Ejercicio
Transcribe sin cambios el fragmento del texto sobre el primer Día Mundial contra el SIDA que va desde "En Nueva York, activistas" hasta "una causa humana.".

Texto fuente
Por Tairis Montano Ajete
Era 1988. El mundo aún no sabía cómo nombrar el miedo que se propagaba en hospitales, barrios y cuerpos silenciados. El VIH/SIDA no solo era una epidemia médica: era una herida social, una condena moral, una sombra que caía sobre los marginados. Pero ese 1 de diciembre, por primera vez, la humanidad se atrevió a mirar de frente.
La Organización Mundial de la Salud, junto con la ONU, proclamó el Día Mundial contra el SIDA. No fue una celebración, fue un acto de conciencia. En plazas, escuelas, radios y periódicos, el lazo rojo comenzó a dibujar una nueva narrativa: la del derecho a vivir, a saber, a cuidar.
En Nueva York, activistas colocaron velas frente al hospital Saint Vincent. En París, se leyeron nombres de los que ya no estaban. En La Habana, médicos y estudiantes debatieron sobre prevención y ética. Cada gesto era una forma de decir: “Estamos aquí. No somos invisibles.”
Ese día no hubo grandes desfiles ni discursos triunfalistas. Hubo silencio, respeto, y sobre todo, una promesa colectiva de no volver a callar. El VIH/SIDA dejó de ser un susurro clínico y se convirtió en una causa humana.
Desde entonces, cada 1 de diciembre recuerda aquel primer grito. No fue perfecto, pero fue valiente; porque cuando el mundo decide mirar el dolor con dignidad, comienza a sanar.

Material extraído
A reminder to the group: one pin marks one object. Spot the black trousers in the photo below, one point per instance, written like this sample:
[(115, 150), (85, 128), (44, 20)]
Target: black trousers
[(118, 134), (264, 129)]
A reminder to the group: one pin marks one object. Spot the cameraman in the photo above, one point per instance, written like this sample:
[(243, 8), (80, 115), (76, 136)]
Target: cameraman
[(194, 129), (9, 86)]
...
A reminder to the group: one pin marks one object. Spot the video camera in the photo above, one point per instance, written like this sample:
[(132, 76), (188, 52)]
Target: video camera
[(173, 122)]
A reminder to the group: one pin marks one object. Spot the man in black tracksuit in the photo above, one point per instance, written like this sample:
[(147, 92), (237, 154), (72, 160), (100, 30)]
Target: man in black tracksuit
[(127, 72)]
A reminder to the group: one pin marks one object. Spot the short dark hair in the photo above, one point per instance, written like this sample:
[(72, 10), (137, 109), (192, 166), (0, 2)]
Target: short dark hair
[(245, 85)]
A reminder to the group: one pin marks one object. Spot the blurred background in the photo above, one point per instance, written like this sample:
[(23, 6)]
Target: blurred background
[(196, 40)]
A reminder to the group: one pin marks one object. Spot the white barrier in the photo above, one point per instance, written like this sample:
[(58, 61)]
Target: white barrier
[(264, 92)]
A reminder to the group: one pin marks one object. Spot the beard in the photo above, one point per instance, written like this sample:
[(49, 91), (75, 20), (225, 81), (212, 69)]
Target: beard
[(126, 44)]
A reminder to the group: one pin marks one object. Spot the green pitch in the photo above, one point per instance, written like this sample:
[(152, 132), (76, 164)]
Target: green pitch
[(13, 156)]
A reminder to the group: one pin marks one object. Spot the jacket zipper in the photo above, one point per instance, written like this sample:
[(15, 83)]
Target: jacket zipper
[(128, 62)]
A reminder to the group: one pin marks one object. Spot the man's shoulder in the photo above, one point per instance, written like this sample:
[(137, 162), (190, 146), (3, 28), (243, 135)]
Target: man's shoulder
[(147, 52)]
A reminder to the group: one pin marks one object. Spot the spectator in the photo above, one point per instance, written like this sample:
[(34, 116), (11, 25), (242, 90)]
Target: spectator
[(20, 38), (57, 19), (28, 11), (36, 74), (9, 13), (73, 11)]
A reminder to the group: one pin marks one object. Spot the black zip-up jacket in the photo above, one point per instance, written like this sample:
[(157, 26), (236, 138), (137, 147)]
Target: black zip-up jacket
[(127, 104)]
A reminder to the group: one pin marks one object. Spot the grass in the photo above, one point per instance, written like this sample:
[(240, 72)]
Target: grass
==
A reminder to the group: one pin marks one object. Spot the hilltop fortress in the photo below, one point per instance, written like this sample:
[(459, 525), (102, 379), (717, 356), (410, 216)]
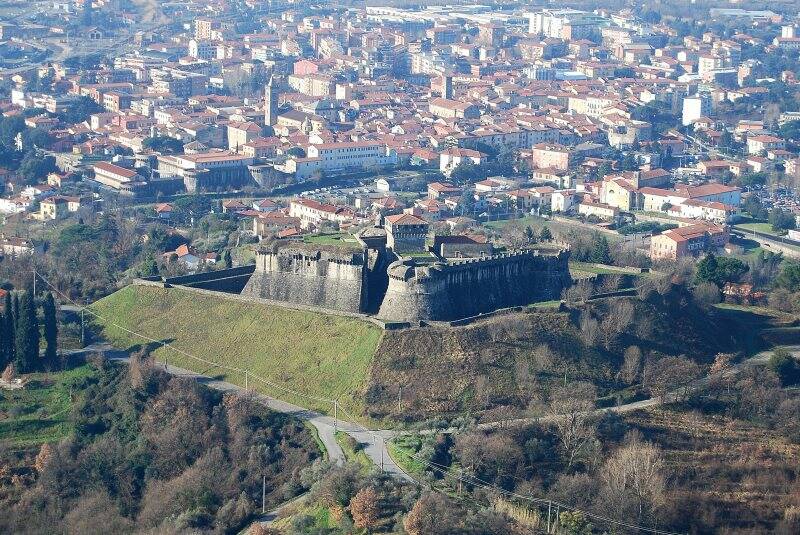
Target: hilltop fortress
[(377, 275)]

Solución
En Nueva York, activistas colocaron velas frente al hospital Saint Vincent. En París, se leyeron nombres de los que ya no estaban. En La Habana, médicos y estudiantes debatieron sobre prevención y ética. Cada gesto era una forma de decir: “Estamos aquí. No somos invisibles.”
Ese día no hubo grandes desfiles ni discursos triunfalistas. Hubo silencio, respeto, y sobre todo, una promesa colectiva de no volver a callar. El VIH/SIDA dejó de ser un susurro clínico y se convirtió en una causa humana.